◆ Цитируемый отрывок
= = = =

Шрифт:
Интервал:
Закладка:
Р.С. Один из тех типов, которые, как говорится, стесняются пойти в туалет у всех на виду, но потом оказывается, что у них такая теория и, согласно этой теории, величие человека – в том, чтобы сознавать свою униженность. И тут уже выходит, что привередливы не они, а мы.
С. Хочет написать дневник романа, который не написал его автор.
Единственной реакцией на человеческое общество все чаще и чаще становится индивидуализм. Человек сам себе цель. Все, что пытаются сделать ради общего блага, оканчивается провалом. А тому, кто все-таки хочет сделать попытку, подобает делать ее с нарочитым презрением. Полностью устраниться и блюсти собственные интересы. (Идиот.)
Мужчина получает письмо от мужа своей любовницы. В этом письме муж вопиет о своей любви и говорит, что, прежде чем дать волю ярости, он хочет поговорить непосредственно со своим соперником. Ярости-то любовник и боится больше всего на свете. Поэтому великодушие мужа приводит его в восхищение.

= = = =

◆ Извлечённые данные

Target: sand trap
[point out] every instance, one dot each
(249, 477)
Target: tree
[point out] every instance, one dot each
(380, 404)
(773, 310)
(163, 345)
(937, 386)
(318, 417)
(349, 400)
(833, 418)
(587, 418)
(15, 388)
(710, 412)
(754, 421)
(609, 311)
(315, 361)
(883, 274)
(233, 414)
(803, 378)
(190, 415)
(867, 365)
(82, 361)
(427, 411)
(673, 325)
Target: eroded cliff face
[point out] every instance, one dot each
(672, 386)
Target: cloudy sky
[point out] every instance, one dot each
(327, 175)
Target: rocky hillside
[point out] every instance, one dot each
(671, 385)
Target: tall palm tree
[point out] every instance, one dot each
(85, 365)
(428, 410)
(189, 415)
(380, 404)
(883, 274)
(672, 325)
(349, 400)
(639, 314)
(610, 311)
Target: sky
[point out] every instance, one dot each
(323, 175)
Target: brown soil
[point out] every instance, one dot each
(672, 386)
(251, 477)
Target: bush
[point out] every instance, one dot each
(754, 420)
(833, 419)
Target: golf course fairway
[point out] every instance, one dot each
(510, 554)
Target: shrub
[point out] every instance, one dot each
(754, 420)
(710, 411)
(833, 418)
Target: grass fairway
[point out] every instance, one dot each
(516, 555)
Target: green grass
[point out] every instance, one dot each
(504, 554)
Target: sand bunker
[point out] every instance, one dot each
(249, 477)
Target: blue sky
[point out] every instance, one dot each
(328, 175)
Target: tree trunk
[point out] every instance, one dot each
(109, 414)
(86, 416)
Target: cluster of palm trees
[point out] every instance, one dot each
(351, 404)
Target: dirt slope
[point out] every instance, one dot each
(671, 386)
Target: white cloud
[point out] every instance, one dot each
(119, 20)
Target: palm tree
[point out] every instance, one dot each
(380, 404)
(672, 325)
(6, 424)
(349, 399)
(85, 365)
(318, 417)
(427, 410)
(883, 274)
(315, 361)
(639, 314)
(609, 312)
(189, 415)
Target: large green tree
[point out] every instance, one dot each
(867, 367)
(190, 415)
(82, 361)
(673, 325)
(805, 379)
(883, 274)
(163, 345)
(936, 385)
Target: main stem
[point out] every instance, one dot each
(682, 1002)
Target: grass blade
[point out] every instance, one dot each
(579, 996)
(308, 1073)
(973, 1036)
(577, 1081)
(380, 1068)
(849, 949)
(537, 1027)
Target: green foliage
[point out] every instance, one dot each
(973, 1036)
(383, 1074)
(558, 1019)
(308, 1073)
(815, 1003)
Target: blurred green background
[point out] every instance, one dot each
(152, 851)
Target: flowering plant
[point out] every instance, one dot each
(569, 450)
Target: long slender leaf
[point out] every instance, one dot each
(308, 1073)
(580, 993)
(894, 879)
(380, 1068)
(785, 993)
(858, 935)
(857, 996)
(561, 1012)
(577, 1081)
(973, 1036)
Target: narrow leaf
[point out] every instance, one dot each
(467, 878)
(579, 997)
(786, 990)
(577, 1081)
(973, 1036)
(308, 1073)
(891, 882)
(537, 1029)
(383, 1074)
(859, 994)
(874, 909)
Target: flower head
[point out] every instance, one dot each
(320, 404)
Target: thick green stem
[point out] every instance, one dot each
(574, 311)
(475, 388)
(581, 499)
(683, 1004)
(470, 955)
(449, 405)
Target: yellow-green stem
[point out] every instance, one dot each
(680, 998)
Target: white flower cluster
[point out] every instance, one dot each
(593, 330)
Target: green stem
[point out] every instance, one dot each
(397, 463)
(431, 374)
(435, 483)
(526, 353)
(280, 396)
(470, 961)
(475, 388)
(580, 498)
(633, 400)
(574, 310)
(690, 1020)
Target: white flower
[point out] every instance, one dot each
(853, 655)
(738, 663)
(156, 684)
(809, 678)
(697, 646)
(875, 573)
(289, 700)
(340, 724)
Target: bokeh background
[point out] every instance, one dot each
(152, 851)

= = = =

◆ Задание
Перепишите весь цитируемый отрывок без единого изменения.

◆ Ответ на задание
Шрифт:
Интервал:
Закладка:
Р.С. Один из тех типов, которые, как говорится, стесняются пойти в туалет у всех на виду, но потом оказывается, что у них такая теория и, согласно этой теории, величие человека – в том, чтобы сознавать свою униженность. И тут уже выходит, что привередливы не они, а мы.
С. Хочет написать дневник романа, который не написал его автор.
Единственной реакцией на человеческое общество все чаще и чаще становится индивидуализм. Человек сам себе цель. Все, что пытаются сделать ради общего блага, оканчивается провалом. А тому, кто все-таки хочет сделать попытку, подобает делать ее с нарочитым презрением. Полностью устраниться и блюсти собственные интересы. (Идиот.)
Мужчина получает письмо от мужа своей любовницы. В этом письме муж вопиет о своей любви и говорит, что, прежде чем дать волю ярости, он хочет поговорить непосредственно со своим соперником. Ярости-то любовник и боится больше всего на свете. Поэтому великодушие мужа приводит его в восхищение.